**Exercise details:** Please return every record exactly as written, leaving out the pictures.
[Start of section]
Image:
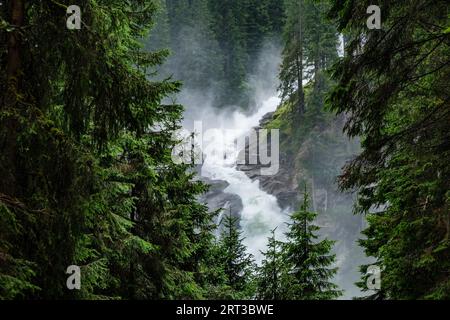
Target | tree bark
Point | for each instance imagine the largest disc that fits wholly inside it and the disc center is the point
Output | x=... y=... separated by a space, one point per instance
x=8 y=168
[End of section]
**Task answer:**
Image:
Target | tree bark
Point | for each instance imagine the largest disc that fits wholly inside it and the disc center is the point
Output | x=... y=... separated by a space, one point per instance
x=8 y=168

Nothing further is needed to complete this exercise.